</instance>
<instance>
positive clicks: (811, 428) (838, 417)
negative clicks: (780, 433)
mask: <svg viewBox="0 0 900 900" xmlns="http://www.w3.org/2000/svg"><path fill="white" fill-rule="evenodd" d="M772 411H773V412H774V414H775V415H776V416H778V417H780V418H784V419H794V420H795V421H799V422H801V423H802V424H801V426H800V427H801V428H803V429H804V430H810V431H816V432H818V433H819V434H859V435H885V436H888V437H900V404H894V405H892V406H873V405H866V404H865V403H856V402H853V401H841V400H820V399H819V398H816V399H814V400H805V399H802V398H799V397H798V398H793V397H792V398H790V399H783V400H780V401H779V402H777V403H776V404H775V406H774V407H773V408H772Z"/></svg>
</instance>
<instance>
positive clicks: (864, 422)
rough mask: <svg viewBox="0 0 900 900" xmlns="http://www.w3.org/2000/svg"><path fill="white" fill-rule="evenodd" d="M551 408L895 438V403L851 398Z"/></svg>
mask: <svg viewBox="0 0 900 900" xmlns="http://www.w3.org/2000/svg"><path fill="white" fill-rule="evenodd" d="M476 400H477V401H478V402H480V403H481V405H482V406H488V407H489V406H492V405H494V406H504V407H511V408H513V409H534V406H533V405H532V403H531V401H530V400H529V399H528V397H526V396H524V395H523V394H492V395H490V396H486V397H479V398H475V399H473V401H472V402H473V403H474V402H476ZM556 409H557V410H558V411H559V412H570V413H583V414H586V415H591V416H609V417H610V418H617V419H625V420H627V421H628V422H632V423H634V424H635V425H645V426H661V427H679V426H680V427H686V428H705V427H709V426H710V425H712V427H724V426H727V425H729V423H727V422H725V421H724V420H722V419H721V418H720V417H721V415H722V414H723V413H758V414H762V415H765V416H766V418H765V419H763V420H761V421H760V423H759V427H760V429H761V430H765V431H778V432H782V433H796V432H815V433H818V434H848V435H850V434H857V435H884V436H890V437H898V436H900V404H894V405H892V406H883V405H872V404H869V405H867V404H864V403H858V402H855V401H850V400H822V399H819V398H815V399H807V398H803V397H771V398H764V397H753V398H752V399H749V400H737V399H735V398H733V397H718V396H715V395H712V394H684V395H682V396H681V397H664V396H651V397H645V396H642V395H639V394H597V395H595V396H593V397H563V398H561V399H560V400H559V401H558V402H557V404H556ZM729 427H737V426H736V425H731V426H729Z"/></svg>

### What you will do
Extract from the listing above the lines between the line containing "positive clicks: (811, 428) (838, 417)" and the line containing "positive clicks: (864, 422)", keeping both of those lines. Output nothing else.

### Solved exercise
positive clicks: (811, 428) (838, 417)
negative clicks: (780, 433)
mask: <svg viewBox="0 0 900 900" xmlns="http://www.w3.org/2000/svg"><path fill="white" fill-rule="evenodd" d="M772 411H773V412H774V414H775V415H776V416H778V417H780V418H784V419H794V420H795V421H799V422H801V423H802V424H801V426H800V427H801V428H803V429H804V430H810V431H816V432H818V433H819V434H859V435H885V436H888V437H900V404H894V405H892V406H873V405H866V404H865V403H856V402H853V401H841V400H820V399H819V398H816V399H814V400H805V399H802V398H799V397H798V398H793V397H792V398H790V399H783V400H780V401H779V402H777V403H776V404H775V406H774V407H773V408H772Z"/></svg>
</instance>
<instance>
positive clicks: (864, 422)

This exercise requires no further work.